**WHAT YOU NEED TO DO:** Copy all of the data below word for word, omitting the pictures.

>> begin RECORDS FOR PROCESSING

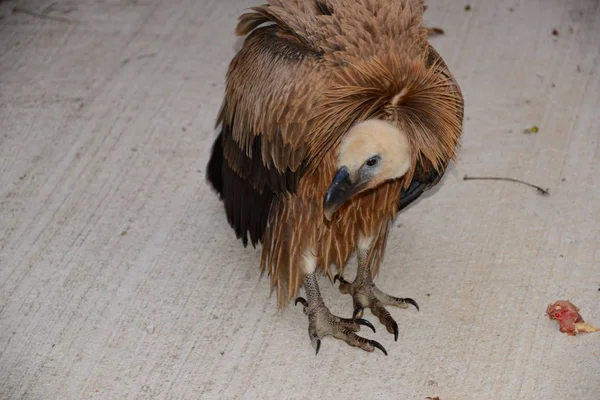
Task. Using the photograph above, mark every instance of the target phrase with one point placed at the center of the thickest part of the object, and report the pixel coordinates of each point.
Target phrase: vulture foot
(366, 295)
(322, 323)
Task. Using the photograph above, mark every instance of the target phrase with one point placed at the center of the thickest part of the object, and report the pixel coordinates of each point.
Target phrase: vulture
(337, 114)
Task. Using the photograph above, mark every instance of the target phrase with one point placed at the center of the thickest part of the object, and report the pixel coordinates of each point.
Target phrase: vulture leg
(322, 323)
(366, 295)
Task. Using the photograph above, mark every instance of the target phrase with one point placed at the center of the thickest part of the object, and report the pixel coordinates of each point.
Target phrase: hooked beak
(340, 190)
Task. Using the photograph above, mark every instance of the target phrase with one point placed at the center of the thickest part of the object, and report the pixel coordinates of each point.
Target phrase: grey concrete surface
(120, 279)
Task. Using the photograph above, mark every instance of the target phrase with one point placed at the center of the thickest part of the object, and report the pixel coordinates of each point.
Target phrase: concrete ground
(120, 279)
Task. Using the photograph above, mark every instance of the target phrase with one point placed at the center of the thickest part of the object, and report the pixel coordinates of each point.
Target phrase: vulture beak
(341, 189)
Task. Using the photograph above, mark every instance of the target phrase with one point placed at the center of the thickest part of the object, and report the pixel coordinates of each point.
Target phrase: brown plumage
(296, 89)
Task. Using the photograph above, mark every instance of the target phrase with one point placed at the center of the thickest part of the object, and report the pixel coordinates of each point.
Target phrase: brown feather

>> end RECORDS FOR PROCESSING

**ANSWER IN FULL:**
Task. Using the photograph above, mark every instance of the target phrase with one point placed at the center of the thickest part of the object, and report the pixel coordinates of each point.
Target phrase: vulture foot
(366, 295)
(322, 323)
Task. Using the photograph above, mark every instance of the target phrase with one point placed at the center of the thickest part of the object, and report the pixel coordinates of each point.
Target phrase: vulture
(337, 114)
Task. Using the photograph above, mark every instance of the target phrase with one point placed at the center of the thickest part of the object, and report the pixel coordinates of each point.
Target phrase: vulture leg
(322, 323)
(366, 295)
Task. Using the photograph above, mark every instance of the target phrase with one point placed at the center of the thickest part of the object, and report the pixel coordinates of each point.
Target phrase: hooked beak
(340, 190)
Task. Using the photograph above, mark every instance of the target phrase with one point placed at the center of the thickest part of the object, and report the pixel coordinates of each point.
Target phrase: grey concrete surface
(120, 279)
Task. Using the photograph above, mark every instance of the target phrase with one point placed at the center of the thickest part of the object, and report the pixel coordinates of each point.
Target phrase: concrete ground
(120, 279)
Task. Using the photograph above, mark every instance of the target phrase with one point placed at the center of the thickest part of the object, and report the pixel coordinates of each point.
Target phrase: vulture beak
(341, 189)
Task. Using the photograph above, mark every instance of the target phrase with one point placed at the center of the thickest part of the object, and report the pixel coordinates of each point.
Target phrase: brown plumage
(296, 89)
Task. Using the photograph above, mark every instance of the target phrase with one point placed at the center of the thickest part of the object, and report the pixel coordinates of each point.
Target phrase: brown feather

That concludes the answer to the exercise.